Your goal: Every line of the material below must be repeated exactly.
***** Data extract *****
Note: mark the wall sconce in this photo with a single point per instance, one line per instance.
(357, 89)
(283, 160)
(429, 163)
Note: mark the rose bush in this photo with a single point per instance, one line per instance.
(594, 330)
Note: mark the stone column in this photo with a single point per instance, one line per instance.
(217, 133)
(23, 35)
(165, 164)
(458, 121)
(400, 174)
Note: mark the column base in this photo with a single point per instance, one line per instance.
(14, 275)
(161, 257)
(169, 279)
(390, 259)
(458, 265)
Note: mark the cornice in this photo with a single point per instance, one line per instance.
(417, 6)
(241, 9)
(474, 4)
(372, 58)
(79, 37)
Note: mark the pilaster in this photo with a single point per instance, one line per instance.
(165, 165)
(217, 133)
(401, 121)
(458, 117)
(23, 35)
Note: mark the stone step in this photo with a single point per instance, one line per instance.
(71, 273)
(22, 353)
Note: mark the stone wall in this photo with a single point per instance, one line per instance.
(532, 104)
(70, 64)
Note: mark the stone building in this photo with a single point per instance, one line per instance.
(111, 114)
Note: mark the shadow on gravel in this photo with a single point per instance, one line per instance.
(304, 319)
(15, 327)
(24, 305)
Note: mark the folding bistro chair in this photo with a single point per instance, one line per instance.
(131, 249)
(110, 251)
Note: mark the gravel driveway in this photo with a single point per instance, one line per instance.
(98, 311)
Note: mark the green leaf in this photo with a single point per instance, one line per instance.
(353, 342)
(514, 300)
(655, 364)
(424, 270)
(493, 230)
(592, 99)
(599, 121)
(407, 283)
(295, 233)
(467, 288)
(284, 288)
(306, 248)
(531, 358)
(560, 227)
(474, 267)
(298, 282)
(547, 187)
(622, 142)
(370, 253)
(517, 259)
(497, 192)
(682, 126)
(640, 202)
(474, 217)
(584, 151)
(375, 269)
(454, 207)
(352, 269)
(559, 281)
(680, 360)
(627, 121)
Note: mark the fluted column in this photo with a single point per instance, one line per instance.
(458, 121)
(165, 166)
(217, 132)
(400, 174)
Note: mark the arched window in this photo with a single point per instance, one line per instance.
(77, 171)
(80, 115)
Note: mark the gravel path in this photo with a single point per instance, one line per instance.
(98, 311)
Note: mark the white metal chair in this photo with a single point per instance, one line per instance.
*****
Task result:
Note: mark the wall sconce in this photo with a single point per instance, one line per instance.
(357, 89)
(283, 160)
(429, 163)
Note: mark the rose bush in this photo with a single point per instance, one line per instance.
(594, 330)
Note: mark the stone column in this photo with a single point per instance, one line per instance.
(217, 133)
(23, 35)
(165, 164)
(458, 121)
(400, 174)
Note: mark the column base in this photo with a single point per instance, one line per instance.
(14, 275)
(161, 257)
(169, 279)
(390, 259)
(458, 265)
Note: mark the cornice in this photo with a single point per instance, one line per instance.
(417, 6)
(241, 9)
(474, 4)
(372, 58)
(79, 37)
Note: mark the pilaster in this photo with a single point per instance, one line per instance.
(165, 165)
(217, 133)
(401, 121)
(458, 117)
(23, 35)
Note: mark the stone step in this photo with a single point per instance, one line per instance.
(71, 273)
(22, 353)
Note: mark the stone wall in this photo with a single point per instance, one line per instance.
(532, 104)
(70, 64)
Note: mark the stone building in this photo with a single point per instance, one line per instance.
(111, 114)
Note: mark the shadow on gravel in this photo with a single point per instance, one line per instance.
(304, 319)
(15, 327)
(24, 305)
Note: mark the folding bistro chair in this photo with a single point per instance, one line per instance.
(131, 249)
(110, 251)
Note: mark the gravel driveway in this photo with a single point per instance, one line per instance.
(98, 311)
Note: mark the green leaf in this photo with a single point per instance, one line per instance.
(353, 342)
(514, 300)
(655, 364)
(424, 270)
(493, 230)
(592, 99)
(599, 121)
(407, 283)
(295, 233)
(467, 288)
(284, 288)
(306, 248)
(531, 358)
(560, 227)
(474, 267)
(298, 282)
(547, 187)
(622, 142)
(370, 253)
(517, 259)
(497, 192)
(682, 126)
(640, 202)
(474, 217)
(584, 151)
(375, 269)
(454, 207)
(352, 269)
(559, 281)
(680, 360)
(627, 121)
Note: mark the fluted column in this photo with a single point per instance, one line per instance.
(458, 121)
(165, 166)
(217, 132)
(400, 174)
Note: mark the arched window in this photo with a single point per instance, one line per instance.
(77, 171)
(80, 115)
Note: mark the gravel path in this photo with a single point per instance, one line per instance.
(98, 311)
Note: mark the white metal chair in this photo with a single point per instance, one line per instance.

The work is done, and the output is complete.